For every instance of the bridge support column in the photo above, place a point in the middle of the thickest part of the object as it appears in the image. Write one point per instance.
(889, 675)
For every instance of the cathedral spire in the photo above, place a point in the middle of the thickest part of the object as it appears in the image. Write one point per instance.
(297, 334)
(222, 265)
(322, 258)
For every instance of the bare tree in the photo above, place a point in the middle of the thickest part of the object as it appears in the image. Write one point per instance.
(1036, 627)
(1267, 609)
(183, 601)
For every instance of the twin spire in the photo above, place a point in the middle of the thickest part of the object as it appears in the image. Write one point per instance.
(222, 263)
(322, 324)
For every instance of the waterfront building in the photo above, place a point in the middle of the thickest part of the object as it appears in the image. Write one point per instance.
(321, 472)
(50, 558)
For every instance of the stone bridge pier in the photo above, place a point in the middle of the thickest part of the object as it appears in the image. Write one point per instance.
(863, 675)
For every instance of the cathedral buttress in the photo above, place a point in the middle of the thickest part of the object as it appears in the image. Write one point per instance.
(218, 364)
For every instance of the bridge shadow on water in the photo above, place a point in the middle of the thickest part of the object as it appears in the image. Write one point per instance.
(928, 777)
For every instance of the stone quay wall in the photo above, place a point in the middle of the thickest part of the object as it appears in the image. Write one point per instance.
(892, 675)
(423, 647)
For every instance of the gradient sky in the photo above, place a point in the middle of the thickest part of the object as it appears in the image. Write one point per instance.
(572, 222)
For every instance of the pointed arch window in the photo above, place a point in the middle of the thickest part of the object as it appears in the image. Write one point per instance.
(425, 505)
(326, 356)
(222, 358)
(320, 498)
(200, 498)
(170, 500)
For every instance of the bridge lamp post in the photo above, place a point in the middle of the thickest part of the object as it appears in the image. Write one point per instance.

**********

#### [What is needed]
Would you restate all of the material, word for word?

#### [Expected answer]
For every instance of the bridge support column in the photo above, place a point in the middle of the thickest part of the object as it appears in the image. Write one point per instance.
(889, 675)
For every instance of the cathedral spire in the photo above, place a point in the middle of the thickest part of the object as it appears in the image. Write one point per instance.
(297, 334)
(222, 265)
(322, 258)
For every instance of the bare tree in the photo above, place a point in the middle of the thickest part of the object as it appears in the image. Write one point per instance.
(1036, 627)
(1267, 609)
(183, 601)
For every instance of the twin spire in the photo above, place a point in the middle of the thickest part of the object as it appears in the image. Write one point per instance.
(222, 263)
(322, 324)
For every instance of the waterfront building in the photo above, place a point in the middle of the thickest part of the object as it appears in the image. Write one point per instance.
(321, 472)
(50, 558)
For every instance of the stone bridge pier in the photo above, place a point in the middle of the thickest part of the object as it appears in the image. Write one point per instance.
(863, 675)
For every instance of the cathedral buttress in the photo above, place a point in the middle of the thickest part of the object as it appears in the image. Write one point per instance.
(218, 364)
For every instance of the bridge shadow on water in the photo above, place a point in the middle of the thickest part of the object as it appears in the image. Write one point per instance.
(928, 777)
For every instance of the stone quay wall in the photo above, place a point in the middle of the thickest part of the object as it appears in the image. Write one point per instance.
(892, 675)
(423, 647)
For every instance of the gradient sky in the photo above, place a point in the middle of the thickest part of the object as it appears in the image. Write one point per instance.
(572, 222)
For every instance of the pointed arch window in the photo above, place a point in the middle of the thickest part of the object as it appears in the image. Write one point per instance.
(425, 505)
(326, 356)
(222, 358)
(320, 498)
(200, 498)
(170, 500)
For every instance of the bridge lamp post in the photo above, place a point in the middle of the thickest part of the object as it appears in the image. Write one point per instance.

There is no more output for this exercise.